About this task:
Please resume the AIDEFEND RAG engine overview below, continuing on from its final line in the same style.

Passage provided:
--- START ---
⚠️ Note: This project is under active development. APIs and architectural design are subject to change. Any feedback and recommendations are highly appreciated!
A local, decentralized RAG (Retrieval-Augmented Generation) engine for the AIDEFEND framework. This service provides secure, private access to the AIDEFEND knowledge base without sending sensitive queries to external services. Two modes are supported:
-
REST API: For custom applications and system integration.
-
MCP Server: For native integration with AI assistants like Claude Desktop.
- 100% Private & Local: All queries processed locally - your prompts never leave your infrastructure, works completely offline
- Multilingual Support: Query in any language (Chinese, Japanese, Korean, etc.) and get relevant English results with
Xenova/multilingual-e5-base(Microsoft, 100+ languages) - Cost Efficient: 25x token reduction vs sending full framework - drastically lower LLM API costs
- Long Query Support: Automatic chunking for long queries (up to 5000 chars) with intelligent sentence-boundary splitting
- Auto-Sync: Automatically pulls latest AIDEFEND content from GitHub (hourly checks)
- Fast Vector Search: LanceDB-powered semantic search (CPU: 500-1000ms per query; optional GPU acceleration: 100-300ms - see GPU guide)
- Security-First: Comprehensive input validation, sanitization, and security headers
- Docker Ready: Easy deployment with Docker and docker-compose
- Smart Context-Aware Scoring: Prioritizes defenses based on prevention vs. detection, asset criticality, compliance impact, and implementation readiness
- Defense in Depth: Multiple security layers (see SECURITY.md)
--- END ---
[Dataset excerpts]
--- START ---
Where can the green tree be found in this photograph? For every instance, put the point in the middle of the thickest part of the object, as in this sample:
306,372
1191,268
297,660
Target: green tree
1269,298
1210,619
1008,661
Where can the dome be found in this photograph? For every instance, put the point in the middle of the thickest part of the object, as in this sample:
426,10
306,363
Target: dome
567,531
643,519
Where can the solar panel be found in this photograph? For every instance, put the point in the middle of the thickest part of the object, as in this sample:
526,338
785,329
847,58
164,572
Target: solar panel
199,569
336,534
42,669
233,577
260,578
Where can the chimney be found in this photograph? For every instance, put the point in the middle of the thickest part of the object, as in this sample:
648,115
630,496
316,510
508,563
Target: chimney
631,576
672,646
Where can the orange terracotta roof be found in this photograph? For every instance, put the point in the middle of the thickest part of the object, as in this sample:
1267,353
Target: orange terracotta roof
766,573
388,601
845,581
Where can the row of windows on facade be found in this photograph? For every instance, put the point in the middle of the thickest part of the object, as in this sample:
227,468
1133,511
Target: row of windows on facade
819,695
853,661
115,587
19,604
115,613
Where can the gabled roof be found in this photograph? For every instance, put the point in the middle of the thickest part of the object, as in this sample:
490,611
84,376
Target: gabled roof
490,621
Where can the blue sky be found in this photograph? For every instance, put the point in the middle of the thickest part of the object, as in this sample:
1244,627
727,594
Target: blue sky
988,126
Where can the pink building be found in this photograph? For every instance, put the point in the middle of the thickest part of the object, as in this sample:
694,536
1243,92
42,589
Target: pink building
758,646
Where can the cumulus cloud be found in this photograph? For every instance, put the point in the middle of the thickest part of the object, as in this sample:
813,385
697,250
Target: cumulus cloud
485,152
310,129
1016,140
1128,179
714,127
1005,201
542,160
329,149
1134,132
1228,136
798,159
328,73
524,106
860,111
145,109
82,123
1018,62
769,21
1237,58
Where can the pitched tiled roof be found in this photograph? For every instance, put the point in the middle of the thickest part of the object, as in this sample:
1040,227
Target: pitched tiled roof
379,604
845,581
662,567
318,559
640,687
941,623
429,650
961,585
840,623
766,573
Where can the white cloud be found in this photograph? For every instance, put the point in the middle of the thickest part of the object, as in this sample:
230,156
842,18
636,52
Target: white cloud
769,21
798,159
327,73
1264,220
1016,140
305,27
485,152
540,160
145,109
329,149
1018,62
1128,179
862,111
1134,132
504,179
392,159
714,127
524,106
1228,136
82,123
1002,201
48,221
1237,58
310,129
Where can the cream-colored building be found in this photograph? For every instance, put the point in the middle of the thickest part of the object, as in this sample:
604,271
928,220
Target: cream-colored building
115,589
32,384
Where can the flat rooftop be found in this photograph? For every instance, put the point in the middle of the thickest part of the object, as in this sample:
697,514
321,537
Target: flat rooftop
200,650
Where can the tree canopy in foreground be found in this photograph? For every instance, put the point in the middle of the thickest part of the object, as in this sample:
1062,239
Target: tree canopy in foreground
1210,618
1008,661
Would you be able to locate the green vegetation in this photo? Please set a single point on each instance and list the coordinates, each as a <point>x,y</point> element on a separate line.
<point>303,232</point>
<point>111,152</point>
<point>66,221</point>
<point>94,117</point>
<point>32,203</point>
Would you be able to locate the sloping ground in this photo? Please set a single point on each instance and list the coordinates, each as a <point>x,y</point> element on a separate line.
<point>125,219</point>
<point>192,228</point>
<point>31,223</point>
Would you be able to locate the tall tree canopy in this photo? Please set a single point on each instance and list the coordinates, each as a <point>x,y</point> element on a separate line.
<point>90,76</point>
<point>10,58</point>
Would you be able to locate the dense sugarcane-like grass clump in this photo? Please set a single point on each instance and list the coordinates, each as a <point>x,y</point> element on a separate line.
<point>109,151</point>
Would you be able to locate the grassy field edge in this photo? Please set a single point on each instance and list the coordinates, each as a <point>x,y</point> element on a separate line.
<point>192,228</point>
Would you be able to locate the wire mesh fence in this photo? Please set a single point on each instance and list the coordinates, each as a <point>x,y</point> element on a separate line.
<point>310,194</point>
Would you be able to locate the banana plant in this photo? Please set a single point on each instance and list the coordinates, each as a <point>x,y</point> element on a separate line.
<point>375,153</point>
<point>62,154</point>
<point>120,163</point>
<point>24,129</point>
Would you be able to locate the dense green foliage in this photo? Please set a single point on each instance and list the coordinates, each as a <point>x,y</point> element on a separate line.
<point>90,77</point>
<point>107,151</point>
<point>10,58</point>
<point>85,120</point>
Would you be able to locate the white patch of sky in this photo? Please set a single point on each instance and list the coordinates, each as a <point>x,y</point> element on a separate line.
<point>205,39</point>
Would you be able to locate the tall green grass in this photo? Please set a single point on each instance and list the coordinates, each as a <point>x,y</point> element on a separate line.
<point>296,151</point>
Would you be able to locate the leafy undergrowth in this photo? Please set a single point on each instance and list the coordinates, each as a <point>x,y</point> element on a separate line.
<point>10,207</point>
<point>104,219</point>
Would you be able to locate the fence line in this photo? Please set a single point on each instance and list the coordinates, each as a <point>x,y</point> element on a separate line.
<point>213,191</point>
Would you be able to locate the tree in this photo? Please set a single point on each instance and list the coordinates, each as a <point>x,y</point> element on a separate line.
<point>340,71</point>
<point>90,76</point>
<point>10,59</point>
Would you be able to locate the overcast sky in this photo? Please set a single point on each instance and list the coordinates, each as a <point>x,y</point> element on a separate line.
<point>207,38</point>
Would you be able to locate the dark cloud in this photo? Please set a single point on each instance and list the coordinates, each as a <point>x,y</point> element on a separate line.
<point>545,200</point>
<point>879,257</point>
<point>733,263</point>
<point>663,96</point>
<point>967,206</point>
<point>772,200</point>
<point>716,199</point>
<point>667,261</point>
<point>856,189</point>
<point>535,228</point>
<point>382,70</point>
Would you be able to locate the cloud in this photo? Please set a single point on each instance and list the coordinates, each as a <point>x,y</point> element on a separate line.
--- END ---
Task response:
git clone https://github.com/edward-playground/aidefend-mcp.git
cd aidefend-mcp| Mode | Best For | Quick Start |
|---|---|---|
| 🖥️ Claude Desktop | Desktop app users | python scripts/install.py |
| 💻 Claude Code | VSCode users | python scripts/install.py --client code |
| 🌐 REST API | HTTP integration, CI/CD | python scripts/install.py --no-mcp |
| 🐳 Docker | Production deployment | docker-compose up -d |
🚀 One-Click Installation (5 - 8 minutes):
# Single command - installs everything and configures Claude Desktop
python scripts/install.py
# macOS/Linux users: Use python3 if python points to Python 2
python3 scripts/install.pyWhat this script does:
- ✅ Checks Python 3.9+ and Node.js 18+ versions
- ✅ Installs all Python dependencies automatically
- ✅ Installs all Node.js dependencies automatically
- ✅ Auto-detects paths and configures Claude Desktop
- ✅ Safely merges configuration (preserves existing MCP tools)
- ✅ Creates backup before any changes
For details: See One-Click Installation in INSTALL.md.
🚀 How to Start:
After installation completes:
- Restart Claude Desktop completely (quit and reopen)
- Verify tools are available - Ask Claude: "What AIDEFEND tools do you have?"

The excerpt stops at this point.